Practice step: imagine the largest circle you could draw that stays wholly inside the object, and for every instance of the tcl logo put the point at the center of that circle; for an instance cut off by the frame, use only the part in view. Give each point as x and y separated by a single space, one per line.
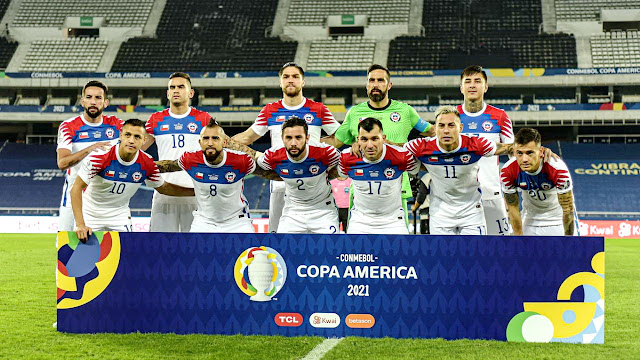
288 319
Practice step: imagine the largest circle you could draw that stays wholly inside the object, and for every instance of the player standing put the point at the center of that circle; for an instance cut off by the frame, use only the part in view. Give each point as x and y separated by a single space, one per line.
218 178
79 136
377 182
397 118
175 130
111 179
305 167
271 118
455 204
547 196
480 119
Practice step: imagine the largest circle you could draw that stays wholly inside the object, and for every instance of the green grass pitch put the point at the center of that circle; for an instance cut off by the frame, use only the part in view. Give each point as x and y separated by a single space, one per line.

--------------------------------------------------

Exercise goal – Type the listing above out again exactly, and omit all pictures.

Exercise response –
Practice step: imagine the largest circle you could draw that stays wholly inside the object, and for every instance of the tcl logo put the point at the center of that circle; for an instance cut off by the frame, use only the part in view. Give each point as x and y separated by a single space, one per line.
288 319
Practice step: imagine the largest circle you could draw that stays wholly inside the object, and for every instance of the player standing put the point at the center of that circle; for an instance cut off by the frame, use only the part in view. Give each point as x and y separated by a single space, one per line.
218 178
79 136
377 182
397 118
175 130
111 179
305 167
271 118
455 204
547 196
480 119
Practice step: imagine the largest circle you could draw that stays wholly inside the object, and for every instance of the green grass pitch put the point at the center of that circle; for an instance cut off by the frame, use only the part in view. Give each point as x and y separated by a single space, one per line.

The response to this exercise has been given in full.